Written problem 1
In the iptables notes, which option lets packets be placed in a given tc queue by using iptables?
Written problem 2
Carry on the iptables notes from the point where they stop.

It consists of three built-ins: PREROUTING (for altering
packets as soon as they come in), OUTPUT (for
altering
locally-generated packets before
routing), and POSTROUTING (for altering packets as they
are about to go out).
pld: The NAT table is very
specific:
it's there for implementing network address translation. Note that the
kernel must keep track of the TCP state of every connection it has
seen, and also at least something about UDP state. For UDP, the kernel
pretty much has to guess when the connection is ended. Even for TCP, if
the connection was between hosts A and B, and host A was turned off,
and host B eventually just timed out and deleted the connection (as
most servers do, though it isn't really in the TCP spec), then the NAT
router won't know this.
Part of NAT is to reuse the same port, if
it is available; port
translation is only done when another host inside NAT-world is already
using that port.
mangle This table is used for
specialized packet alteration. It has two
built-in chains: PREROUTING (for altering incoming packets before
routing) and OUTPUT (for altering locally-generated packets before routing).
pld: classic uses include tweaking the Type-Of-Service (TOS) bits. Note
that it's actually kind of hard to tell if an ssh connection is
interactive or bulk; see the example from Boxman below.
A second application is to set the fw_mark value based on fields the
iproute2 RPDB (Routing Policy DataBase) cannot otherwise see. (RPDB can
see
the fw_mark). This is often used as an alternative to "tc filter".
An extension of this is the CLASSIFY option:
iptables -t mangle -A
POSTROUTING -o eth2 -p tcp --sport 80 -j CLASSIFY --set-class 1:10
The CLASSIFY option is used with the tc
(advanced queuing) package; it allows us to place packets in a given tc queue by using iptables.
Examples
These examples are from http://netfilter.org/documentation/HOWTO//packet-filtering-HOWTO.html.
Here is an example of how to block responses to pings to this
host:
iptables -A INPUT -p icmp -j DROP
A more specific version is
iptables -A INPUT
-p icmp --icmp-type echo-request
-j DROP
To remove: iptables --delete
INPUT 1 (where 1 is the rule number), or just change -A to -D above
and leave everything else the same.
The icmp-type options can be obtained with the command iptables
-p icmp --help.
Demo on linux1. The idea is that we are zapping all icmp packets as they
arrive in the INPUT chain.
We are appending (-A) to the INPUT chain; the source address is
localhost (note that we're blocking our outbound responses), the
protocol is icmp, and if this is the case we jump (-j) to the DROP
target.
The above rule is in the INPUT chain because we are blocking pings to this host. If we want to block pings through this host, we add the rule to
the FORWARD chain:
iptables -A
FORWARD -p icmp --icmp-type echo-request
-j DROP
iptables -D
FORWARD -p icmp --icmp-type echo-request
-j DROP
Here is an example of how to block all traffic to port 80 on this host:
iptables -A INPUT -p tcp --dport 80 -j
DROP
The option --sport is also available, as is --tcp-flags. Also, -p (protocol)

Dataset content
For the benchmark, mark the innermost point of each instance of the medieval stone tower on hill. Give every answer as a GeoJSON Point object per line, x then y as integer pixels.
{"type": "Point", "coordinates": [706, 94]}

Exercise output 1
The CLASSIFY option.

Exercise output 2
works for icmp, udp, all
Here is how to allow inbound traffic only
to ports 80 and 22:
iptables -A INPUT -p tcp --dport 80 -j
ACCEPT
iptables -A INPUT -p tcp --dport 22 -j ACCEPT
iptables -A INPUT -p tcp --dport 31337 -j ACCEPT
iptables -A INPUT -p tcp -j DROP
You can also set the following, so the last line above doesn't have to be there (and, in particular, doesn't have to be last). This makes it easier to add new or temporary inbound exceptions.
iptables --policy INPUT DROP
On my home router, I have the command blockhost,
that does the following:
iptables --table filter --append
FORWARD --source $HOST --protocol tcp --destination-port 80 --jump DROP
iptables --table filter --append
FORWARD --destination $HOST --protocol tcp --source-port 80 --jump DROP
Note that the router lies between the host and the outside world; that is, I
must use the filter table. Also, I block inbound traffic from port 80, and
also outbound traffic to port 80. (I also have a command to block all
traffic, when necessary.)
Here is a set of commands to block all inbound tcp connections
on interface ppp0.
First, we create a new chain named block, so that we can put rules on one place to apply to both INPUT and FORWARD chains.
## Create chain which blocks new connections, except if coming from inside.
# iptables -N block
# create the block chain
# iptables -A block -m state --state ESTABLISHED,RELATED -j ACCEPT
# iptables -A block -m state --state NEW -i ! ppp0 -j ACCEPT
# iptables -A block -j DROP
## Jump to that chain from INPUT and FORWARD chains.
# iptables -A INPUT -j block
# iptables -A FORWARD -j block
The -j option means to jump to the block
chain, but then return if nothing matches. However, as the last rule always
matches, this doesn't actually happen.
The interface is specified with -i; the second block
entry states that the interface is anything not
ppp0.
The -m means to load the specific "matching" module; -m
state --state NEW means that we are loading the tcp state
matcher, and that we want to match packets starting a NEW
connection.
What if we want to block traffic of a particular user? We have the iptables
owner module. It applies only to
locally generated packets. If we're throttling on the same machine that the
user is using, we can use this module directly.
If the blocking (or throttling) needs to be done on a router different from
the user machine, then we need a two-step approach. First, we can use this
module to mangle the packets in some way (eg set some otherwise-unused
header bits, or forward the packet down a tunnel). Then, at the router, we
restore the packets and send them into the appropriate queue.
Iptables can also base decisions on the TCP connection state using the state module and the --state
state option, where state is a comma separated list of the
connection states to match. Possible states are INVALID meaning that
the packet could not be identified for some reason which includes running
out of memory and ICMP errors which don't correspond to any
known connection, ESTABLISHED meaning that the packet is associated with a
connection which has seen packets in both directions, NEW meaning that the
packet has started a new connection, or otherwise associated with a
connection which has not seen packets in both directions, and RELATED
meaning that the packet is starting a new connection, but is associated with
an existing connection, such as an FTP data transfer, or an ICMP error.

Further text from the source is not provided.